Written task: Could you copy every line of the data below without changing a single character?

Records for the task:
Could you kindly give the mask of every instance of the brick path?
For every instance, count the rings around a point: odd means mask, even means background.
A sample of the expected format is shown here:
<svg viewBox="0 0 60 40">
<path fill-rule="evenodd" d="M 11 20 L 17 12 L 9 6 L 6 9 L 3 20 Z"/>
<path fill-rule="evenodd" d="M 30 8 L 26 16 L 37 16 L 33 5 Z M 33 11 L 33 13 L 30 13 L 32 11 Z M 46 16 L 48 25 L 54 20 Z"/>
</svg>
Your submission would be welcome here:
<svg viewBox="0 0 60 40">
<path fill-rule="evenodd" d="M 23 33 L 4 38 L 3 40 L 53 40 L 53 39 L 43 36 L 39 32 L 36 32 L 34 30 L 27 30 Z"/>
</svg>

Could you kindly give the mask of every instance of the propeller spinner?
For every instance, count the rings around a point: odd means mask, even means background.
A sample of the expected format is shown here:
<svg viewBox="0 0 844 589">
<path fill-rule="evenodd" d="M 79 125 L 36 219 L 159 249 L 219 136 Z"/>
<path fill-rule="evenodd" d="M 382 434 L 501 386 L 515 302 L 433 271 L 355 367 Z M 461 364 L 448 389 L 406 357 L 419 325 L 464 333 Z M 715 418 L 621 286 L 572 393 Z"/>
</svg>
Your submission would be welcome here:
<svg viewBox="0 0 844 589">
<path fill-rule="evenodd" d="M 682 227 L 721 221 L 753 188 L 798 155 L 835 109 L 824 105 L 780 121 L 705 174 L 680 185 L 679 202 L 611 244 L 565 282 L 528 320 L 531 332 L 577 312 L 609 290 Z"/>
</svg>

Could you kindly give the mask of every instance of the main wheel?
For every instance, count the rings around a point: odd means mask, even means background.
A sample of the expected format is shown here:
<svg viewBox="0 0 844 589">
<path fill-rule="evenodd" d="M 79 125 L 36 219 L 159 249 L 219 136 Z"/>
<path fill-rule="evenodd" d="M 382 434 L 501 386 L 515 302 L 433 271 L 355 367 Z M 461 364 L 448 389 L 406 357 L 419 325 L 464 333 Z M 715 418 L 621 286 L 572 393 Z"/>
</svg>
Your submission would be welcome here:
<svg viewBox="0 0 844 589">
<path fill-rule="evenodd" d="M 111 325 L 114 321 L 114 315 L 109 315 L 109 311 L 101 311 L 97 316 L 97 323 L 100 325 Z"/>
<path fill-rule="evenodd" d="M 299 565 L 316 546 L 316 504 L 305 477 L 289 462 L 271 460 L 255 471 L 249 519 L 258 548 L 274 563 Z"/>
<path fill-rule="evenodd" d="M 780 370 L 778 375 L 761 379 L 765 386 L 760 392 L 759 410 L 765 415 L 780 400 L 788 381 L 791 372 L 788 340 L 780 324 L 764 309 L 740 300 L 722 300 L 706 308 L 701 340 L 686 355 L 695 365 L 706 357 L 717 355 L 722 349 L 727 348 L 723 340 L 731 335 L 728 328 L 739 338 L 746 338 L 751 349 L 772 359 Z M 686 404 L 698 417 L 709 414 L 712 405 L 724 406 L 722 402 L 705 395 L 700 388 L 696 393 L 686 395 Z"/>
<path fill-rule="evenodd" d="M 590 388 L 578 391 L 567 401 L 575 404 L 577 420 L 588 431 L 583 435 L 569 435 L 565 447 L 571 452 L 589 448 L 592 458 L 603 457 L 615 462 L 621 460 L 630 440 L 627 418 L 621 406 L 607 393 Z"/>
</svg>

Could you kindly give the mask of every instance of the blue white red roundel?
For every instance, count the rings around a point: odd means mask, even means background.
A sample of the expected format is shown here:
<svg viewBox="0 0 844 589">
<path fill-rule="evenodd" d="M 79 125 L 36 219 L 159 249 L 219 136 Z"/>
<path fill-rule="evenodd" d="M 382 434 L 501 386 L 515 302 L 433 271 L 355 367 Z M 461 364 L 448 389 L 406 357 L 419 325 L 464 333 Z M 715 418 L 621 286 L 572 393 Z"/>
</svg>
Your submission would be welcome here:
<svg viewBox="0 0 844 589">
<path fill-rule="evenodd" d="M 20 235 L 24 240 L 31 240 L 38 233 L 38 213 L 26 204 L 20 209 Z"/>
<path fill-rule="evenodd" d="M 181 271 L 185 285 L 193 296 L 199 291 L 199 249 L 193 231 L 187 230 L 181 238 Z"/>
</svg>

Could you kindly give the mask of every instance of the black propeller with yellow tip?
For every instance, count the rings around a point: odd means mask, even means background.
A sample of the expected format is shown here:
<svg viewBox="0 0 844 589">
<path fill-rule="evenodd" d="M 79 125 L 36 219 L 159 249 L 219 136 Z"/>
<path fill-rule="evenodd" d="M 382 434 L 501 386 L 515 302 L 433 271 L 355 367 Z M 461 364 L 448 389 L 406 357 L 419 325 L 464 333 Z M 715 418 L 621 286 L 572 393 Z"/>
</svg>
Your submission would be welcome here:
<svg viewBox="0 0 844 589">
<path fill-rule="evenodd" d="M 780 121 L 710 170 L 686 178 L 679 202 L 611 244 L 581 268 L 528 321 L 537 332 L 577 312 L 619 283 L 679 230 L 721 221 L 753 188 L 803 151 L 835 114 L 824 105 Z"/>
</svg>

Output for this exercise:
Could you kindly give the mask of every instance of the brick path?
For every instance, count the rings around a point: odd means mask, even means background.
A sample of the expected format is shown here:
<svg viewBox="0 0 60 40">
<path fill-rule="evenodd" d="M 11 20 L 17 12 L 9 6 L 6 9 L 3 20 Z"/>
<path fill-rule="evenodd" d="M 30 8 L 26 16 L 37 16 L 33 5 Z M 33 11 L 33 13 L 30 13 L 32 11 Z M 46 16 L 48 25 L 54 20 Z"/>
</svg>
Your submission would be welcome here:
<svg viewBox="0 0 60 40">
<path fill-rule="evenodd" d="M 23 33 L 4 38 L 3 40 L 53 40 L 53 39 L 43 36 L 39 32 L 36 32 L 34 30 L 27 30 Z"/>
</svg>

Could you kindly give the mask of every instance of the propeller spinner?
For every instance, count the rings around a point: odd means mask, even means background.
A sample of the expected format is shown here:
<svg viewBox="0 0 844 589">
<path fill-rule="evenodd" d="M 79 125 L 36 219 L 159 249 L 219 136 Z"/>
<path fill-rule="evenodd" d="M 382 434 L 501 386 L 515 302 L 433 271 L 355 367 Z M 461 364 L 448 389 L 406 357 L 419 325 L 464 333 Z M 715 418 L 621 286 L 572 393 Z"/>
</svg>
Your submission would be welcome here:
<svg viewBox="0 0 844 589">
<path fill-rule="evenodd" d="M 682 227 L 721 221 L 753 188 L 798 155 L 835 109 L 824 105 L 780 121 L 705 174 L 680 185 L 679 202 L 611 244 L 565 282 L 528 320 L 531 332 L 577 312 L 609 290 Z"/>
</svg>

Could you kindly give the mask of every instance of the main wheel?
For every instance, count the rings around a point: odd means mask, even means background.
A sample of the expected format is shown here:
<svg viewBox="0 0 844 589">
<path fill-rule="evenodd" d="M 79 125 L 36 219 L 159 249 L 219 136 Z"/>
<path fill-rule="evenodd" d="M 382 434 L 501 386 L 515 302 L 433 271 L 355 367 Z M 461 364 L 448 389 L 406 357 L 419 325 L 464 333 Z M 715 418 L 621 286 L 572 393 Z"/>
</svg>
Your submission would be welcome here:
<svg viewBox="0 0 844 589">
<path fill-rule="evenodd" d="M 111 325 L 114 321 L 114 315 L 109 315 L 109 311 L 101 311 L 97 316 L 97 323 L 100 325 Z"/>
<path fill-rule="evenodd" d="M 299 565 L 316 546 L 316 504 L 305 477 L 289 462 L 271 460 L 255 471 L 249 519 L 258 548 L 274 563 Z"/>
<path fill-rule="evenodd" d="M 780 370 L 778 375 L 761 379 L 765 386 L 760 392 L 759 410 L 765 415 L 780 400 L 788 381 L 791 372 L 788 340 L 780 324 L 764 309 L 740 300 L 722 300 L 706 308 L 701 340 L 686 355 L 695 365 L 706 357 L 717 355 L 722 349 L 727 348 L 723 340 L 731 335 L 728 328 L 739 338 L 746 338 L 751 349 L 772 359 Z M 686 404 L 698 417 L 709 414 L 712 405 L 724 406 L 722 402 L 705 395 L 700 388 L 696 393 L 686 395 Z"/>
<path fill-rule="evenodd" d="M 590 388 L 578 391 L 567 401 L 575 404 L 577 420 L 588 431 L 583 435 L 569 435 L 565 447 L 571 452 L 589 448 L 592 458 L 603 457 L 615 462 L 621 460 L 630 440 L 627 418 L 621 406 L 607 393 Z"/>
</svg>

Could you kindly give the mask of every instance of the blue white red roundel?
For every instance, count the rings around a point: odd means mask, even means background.
A sample of the expected format is shown here:
<svg viewBox="0 0 844 589">
<path fill-rule="evenodd" d="M 79 125 L 36 219 L 159 249 L 219 136 Z"/>
<path fill-rule="evenodd" d="M 382 434 L 501 386 L 515 302 L 433 271 L 355 367 Z M 461 364 L 448 389 L 406 357 L 419 325 L 464 333 Z M 715 418 L 621 286 L 572 393 Z"/>
</svg>
Your submission would be welcome here:
<svg viewBox="0 0 844 589">
<path fill-rule="evenodd" d="M 20 235 L 24 240 L 31 240 L 38 233 L 38 213 L 26 204 L 20 209 Z"/>
<path fill-rule="evenodd" d="M 181 271 L 185 285 L 193 296 L 199 291 L 199 249 L 193 231 L 187 230 L 181 238 Z"/>
</svg>

Could you kindly give the mask of every instance of the black propeller with yellow tip?
For every instance, count the rings around a point: odd means mask, even means background.
A sample of the expected format is shown here:
<svg viewBox="0 0 844 589">
<path fill-rule="evenodd" d="M 79 125 L 36 219 L 159 249 L 219 136 Z"/>
<path fill-rule="evenodd" d="M 382 434 L 501 386 L 515 302 L 433 271 L 355 367 Z M 461 364 L 448 389 L 406 357 L 419 325 L 464 333 Z M 715 418 L 621 286 L 572 393 Z"/>
</svg>
Your submission would be welcome here:
<svg viewBox="0 0 844 589">
<path fill-rule="evenodd" d="M 780 121 L 710 170 L 686 178 L 679 202 L 611 244 L 581 268 L 528 321 L 537 332 L 577 312 L 619 283 L 679 230 L 721 221 L 753 188 L 803 151 L 835 114 L 824 105 Z"/>
</svg>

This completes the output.